• _Instructions_:
(a) In the profile of Massimo Zappino, rewrite the passage from "- Place of birth: Pesqueira, Brazil" to "Foggia / 0 / (0)", swapping "Goalkeeper" for "Defender".
(b) Using the profile of Massimo Zappino, explain in one to three sentences how Foggia came to hold all of his registration rights.

• _Source extract_:

Personal information
- Full name: Massimo Zenildo Zappino
- Date of birth: 12 June 1981 (age 44)
- Place of birth: Pesqueira, Brazil
- Height: 1.90 m (6 ft 3 in)
- Position: Goalkeeper

Senior career*
- Years: Team / Apps / (Gls)
- 2000–2001: Catania / 0 / (0)
- 2001: Acireale / 0 / (0)
- 2002–2004: Nocerina / 27 / (0)
- 2004–2008: Frosinone / 81 / (0)
- 2007: → Chievo (loan) / 0 / (0)
- 2008: → Pro Sesto (loan) / 14 / (0)
- 2008–2009: Foggia / 0 / (0)
- 2009: → Lecco (loan) / 14 / (0)
- 2009: Taranto / 0 / (0)
- 2009–2010: Como / 13 / (0)
- 2010–2011: Varese / 35 / (0)
- 2012–2018: Frosinone / 101 / (0)

= Massimo Zappino =

Brazilian footballer

Massimo Zenildo Zappino (born 12 June 1981) is a Brazilian former footballer who played as a goalkeeper.

He also holds an Italian passport.

==Playing career==
In summer 2007, he was exchanged with Vincenzo Sicignano but failed to make permanent move. In summer 2008 he was signed by Foggia in exchange with Nunzio Di Roberto to Frosinone In June Foggia acquired the remaining 50% registration rights from Frosinone.

• _Data extracts_:
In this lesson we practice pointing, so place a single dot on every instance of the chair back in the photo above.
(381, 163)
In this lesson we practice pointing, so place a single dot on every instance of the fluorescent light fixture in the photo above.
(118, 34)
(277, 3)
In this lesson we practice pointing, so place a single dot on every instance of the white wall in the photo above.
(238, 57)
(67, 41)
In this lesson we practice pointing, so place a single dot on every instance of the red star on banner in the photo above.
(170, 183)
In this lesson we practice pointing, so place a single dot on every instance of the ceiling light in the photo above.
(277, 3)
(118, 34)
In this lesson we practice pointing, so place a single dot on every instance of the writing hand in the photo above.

• _Results of the tasks_:
(a)
- Place of birth: Pesqueira, Brazil
- Height: 1.90 m (6 ft 3 in)
- Position: Defender

Senior career*
- Years: Team / Apps / (Gls)
- 2000–2001: Catania / 0 / (0)
- 2001: Acireale / 0 / (0)
- 2002–2004: Nocerina / 27 / (0)
- 2004–2008: Frosinone / 81 / (0)
- 2007: → Chievo (loan) / 0 / (0)
- 2008: → Pro Sesto (loan) / 14 / (0)
- 2008–2009: Foggia / 0 / (0)

(b) Foggia signed him in summer 2008 in an exchange that sent Nunzio Di Roberto to Frosinone. In June, Foggia then acquired the remaining 50% of his registration rights from Frosinone.